:: What the task asks ::
Reproduce word for word the part of the listing that opens with the line containing "the groom, I" and closes with the line containing "M146 109L148 105L148", including both of those lines.

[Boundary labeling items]
§ §

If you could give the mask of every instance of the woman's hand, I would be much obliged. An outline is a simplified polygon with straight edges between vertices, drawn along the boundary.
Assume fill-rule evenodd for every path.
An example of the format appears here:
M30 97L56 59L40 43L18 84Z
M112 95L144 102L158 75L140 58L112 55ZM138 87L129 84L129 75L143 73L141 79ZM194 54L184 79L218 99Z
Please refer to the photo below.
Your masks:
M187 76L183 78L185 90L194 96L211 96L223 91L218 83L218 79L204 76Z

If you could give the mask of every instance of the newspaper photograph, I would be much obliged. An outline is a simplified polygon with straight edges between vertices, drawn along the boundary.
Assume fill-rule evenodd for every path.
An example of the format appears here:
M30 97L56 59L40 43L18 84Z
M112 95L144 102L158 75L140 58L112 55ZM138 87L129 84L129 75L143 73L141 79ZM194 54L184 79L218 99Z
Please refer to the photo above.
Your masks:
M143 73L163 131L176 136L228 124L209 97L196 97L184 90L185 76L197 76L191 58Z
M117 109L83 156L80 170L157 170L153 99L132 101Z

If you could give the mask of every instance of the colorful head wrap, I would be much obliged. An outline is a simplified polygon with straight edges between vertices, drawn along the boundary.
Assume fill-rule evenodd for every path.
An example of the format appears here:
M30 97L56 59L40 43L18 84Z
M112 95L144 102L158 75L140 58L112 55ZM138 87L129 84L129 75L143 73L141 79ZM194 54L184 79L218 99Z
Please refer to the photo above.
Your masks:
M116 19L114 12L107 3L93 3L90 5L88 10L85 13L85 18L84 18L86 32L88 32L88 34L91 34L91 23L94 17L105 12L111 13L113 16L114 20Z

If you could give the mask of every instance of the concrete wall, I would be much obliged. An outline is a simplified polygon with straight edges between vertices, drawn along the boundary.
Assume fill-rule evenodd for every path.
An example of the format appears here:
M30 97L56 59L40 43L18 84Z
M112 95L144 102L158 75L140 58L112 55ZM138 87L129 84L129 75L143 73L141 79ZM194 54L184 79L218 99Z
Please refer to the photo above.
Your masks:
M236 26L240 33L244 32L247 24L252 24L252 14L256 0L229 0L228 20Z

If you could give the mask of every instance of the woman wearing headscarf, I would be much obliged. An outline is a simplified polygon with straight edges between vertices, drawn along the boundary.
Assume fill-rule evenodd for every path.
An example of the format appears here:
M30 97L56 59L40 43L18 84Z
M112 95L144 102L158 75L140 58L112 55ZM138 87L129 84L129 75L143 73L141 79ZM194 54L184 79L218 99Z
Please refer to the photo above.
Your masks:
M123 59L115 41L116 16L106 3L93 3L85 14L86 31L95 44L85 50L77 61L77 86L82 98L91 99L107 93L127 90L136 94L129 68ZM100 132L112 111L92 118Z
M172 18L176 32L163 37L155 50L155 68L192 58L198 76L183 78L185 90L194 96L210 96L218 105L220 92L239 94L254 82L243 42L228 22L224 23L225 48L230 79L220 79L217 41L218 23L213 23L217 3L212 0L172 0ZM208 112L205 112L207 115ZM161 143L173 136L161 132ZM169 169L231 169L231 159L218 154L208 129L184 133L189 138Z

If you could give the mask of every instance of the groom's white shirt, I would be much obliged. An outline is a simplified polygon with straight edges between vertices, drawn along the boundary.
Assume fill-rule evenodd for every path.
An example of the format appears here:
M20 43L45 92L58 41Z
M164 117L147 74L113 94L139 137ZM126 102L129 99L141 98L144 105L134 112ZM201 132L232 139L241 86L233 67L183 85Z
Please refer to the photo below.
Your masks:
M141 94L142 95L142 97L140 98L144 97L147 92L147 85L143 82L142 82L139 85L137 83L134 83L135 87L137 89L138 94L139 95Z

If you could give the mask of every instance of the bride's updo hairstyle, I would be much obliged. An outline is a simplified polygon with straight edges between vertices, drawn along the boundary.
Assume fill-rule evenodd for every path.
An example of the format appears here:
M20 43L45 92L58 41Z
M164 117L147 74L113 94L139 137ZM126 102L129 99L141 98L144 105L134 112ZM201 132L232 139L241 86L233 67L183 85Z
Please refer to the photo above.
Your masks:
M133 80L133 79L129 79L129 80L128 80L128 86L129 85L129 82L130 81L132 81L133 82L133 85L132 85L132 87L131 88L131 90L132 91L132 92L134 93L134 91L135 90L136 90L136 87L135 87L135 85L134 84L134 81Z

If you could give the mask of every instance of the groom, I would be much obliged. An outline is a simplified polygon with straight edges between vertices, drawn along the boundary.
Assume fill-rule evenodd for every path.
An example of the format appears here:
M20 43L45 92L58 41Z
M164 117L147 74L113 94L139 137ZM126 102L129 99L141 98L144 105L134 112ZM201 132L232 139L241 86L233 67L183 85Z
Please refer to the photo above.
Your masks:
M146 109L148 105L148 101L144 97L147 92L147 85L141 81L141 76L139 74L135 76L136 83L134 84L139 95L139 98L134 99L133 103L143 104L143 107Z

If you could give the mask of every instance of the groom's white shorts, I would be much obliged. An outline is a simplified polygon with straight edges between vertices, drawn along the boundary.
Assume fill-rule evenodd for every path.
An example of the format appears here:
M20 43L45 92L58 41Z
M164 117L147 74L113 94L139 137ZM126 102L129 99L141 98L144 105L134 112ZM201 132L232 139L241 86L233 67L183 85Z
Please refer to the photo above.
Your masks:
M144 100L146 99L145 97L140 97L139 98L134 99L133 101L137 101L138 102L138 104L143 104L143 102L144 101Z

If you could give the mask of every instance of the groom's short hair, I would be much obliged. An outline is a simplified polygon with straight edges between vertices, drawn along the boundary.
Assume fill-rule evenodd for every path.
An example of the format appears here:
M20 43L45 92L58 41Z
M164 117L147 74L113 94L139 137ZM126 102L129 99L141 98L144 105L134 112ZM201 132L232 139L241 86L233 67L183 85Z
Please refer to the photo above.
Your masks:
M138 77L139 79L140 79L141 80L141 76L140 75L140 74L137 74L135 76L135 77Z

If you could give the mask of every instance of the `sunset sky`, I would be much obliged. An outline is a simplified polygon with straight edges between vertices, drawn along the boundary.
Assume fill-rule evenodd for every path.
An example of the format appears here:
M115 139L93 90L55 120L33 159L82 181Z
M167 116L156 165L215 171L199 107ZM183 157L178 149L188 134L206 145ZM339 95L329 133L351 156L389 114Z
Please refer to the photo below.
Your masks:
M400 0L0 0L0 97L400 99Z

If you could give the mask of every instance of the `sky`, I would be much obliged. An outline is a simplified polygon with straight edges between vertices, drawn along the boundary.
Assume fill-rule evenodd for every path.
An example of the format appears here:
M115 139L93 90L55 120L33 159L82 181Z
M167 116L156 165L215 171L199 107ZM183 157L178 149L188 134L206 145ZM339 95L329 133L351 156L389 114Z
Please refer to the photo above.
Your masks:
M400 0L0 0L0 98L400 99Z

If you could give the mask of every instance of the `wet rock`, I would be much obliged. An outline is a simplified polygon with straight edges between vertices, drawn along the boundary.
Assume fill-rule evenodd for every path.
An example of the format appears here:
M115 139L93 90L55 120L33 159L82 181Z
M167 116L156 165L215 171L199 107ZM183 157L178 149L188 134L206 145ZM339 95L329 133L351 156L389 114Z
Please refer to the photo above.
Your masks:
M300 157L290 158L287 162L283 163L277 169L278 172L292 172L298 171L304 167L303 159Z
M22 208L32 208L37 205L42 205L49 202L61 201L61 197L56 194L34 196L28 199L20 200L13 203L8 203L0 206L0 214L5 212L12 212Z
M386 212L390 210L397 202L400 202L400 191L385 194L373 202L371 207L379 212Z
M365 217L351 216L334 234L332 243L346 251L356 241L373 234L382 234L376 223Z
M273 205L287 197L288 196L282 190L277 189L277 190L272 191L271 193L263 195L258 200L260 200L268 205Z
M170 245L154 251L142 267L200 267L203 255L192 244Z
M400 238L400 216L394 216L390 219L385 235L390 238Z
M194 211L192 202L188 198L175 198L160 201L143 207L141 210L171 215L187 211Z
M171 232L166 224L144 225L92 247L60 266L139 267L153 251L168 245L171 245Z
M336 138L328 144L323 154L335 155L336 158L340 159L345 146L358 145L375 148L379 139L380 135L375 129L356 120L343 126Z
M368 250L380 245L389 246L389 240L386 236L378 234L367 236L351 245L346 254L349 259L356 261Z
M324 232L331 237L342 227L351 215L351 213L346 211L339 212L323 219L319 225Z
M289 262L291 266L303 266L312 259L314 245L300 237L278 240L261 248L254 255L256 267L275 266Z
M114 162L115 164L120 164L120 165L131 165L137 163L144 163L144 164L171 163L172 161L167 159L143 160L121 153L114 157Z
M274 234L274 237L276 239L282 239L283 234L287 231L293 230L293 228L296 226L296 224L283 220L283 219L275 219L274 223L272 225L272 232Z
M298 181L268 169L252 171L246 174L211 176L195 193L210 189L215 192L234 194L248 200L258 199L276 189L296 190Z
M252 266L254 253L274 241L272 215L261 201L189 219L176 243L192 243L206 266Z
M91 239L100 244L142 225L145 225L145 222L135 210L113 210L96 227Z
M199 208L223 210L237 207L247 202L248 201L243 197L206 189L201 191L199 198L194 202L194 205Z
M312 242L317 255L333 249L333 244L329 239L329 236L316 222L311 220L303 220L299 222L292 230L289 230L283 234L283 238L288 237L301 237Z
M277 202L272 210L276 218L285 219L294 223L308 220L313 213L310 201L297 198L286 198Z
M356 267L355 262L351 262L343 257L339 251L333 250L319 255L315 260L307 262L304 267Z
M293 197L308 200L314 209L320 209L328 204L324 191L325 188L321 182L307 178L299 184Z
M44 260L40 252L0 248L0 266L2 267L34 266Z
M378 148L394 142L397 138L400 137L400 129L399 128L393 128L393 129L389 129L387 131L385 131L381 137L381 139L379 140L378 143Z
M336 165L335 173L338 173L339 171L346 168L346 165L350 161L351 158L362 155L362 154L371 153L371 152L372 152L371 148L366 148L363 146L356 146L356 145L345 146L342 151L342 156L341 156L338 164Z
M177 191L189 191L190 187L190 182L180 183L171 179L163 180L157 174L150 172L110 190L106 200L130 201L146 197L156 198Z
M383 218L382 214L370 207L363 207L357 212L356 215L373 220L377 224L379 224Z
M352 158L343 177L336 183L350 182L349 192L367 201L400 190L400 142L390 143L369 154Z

§ §

:: Result for this exercise ::
If you could give the mask of every instance of the groom, I would be much obliged. An outline is a simplified polygon with straight edges between vertices, drawn along the boundary.
Assume fill-rule evenodd for every path.
An example of the format appears here:
M20 43L45 92L58 41Z
M164 117L147 74L113 94L139 137ZM126 102L129 99L141 98L144 105L134 112ZM201 132L232 139L241 86L233 67L183 85Z
Please refer to the photo above.
Your masks:
M146 109L148 105L148 101L144 97L147 92L147 85L141 81L141 76L139 74L135 76L136 83L134 84L139 95L139 98L134 99L133 103L143 104L143 107Z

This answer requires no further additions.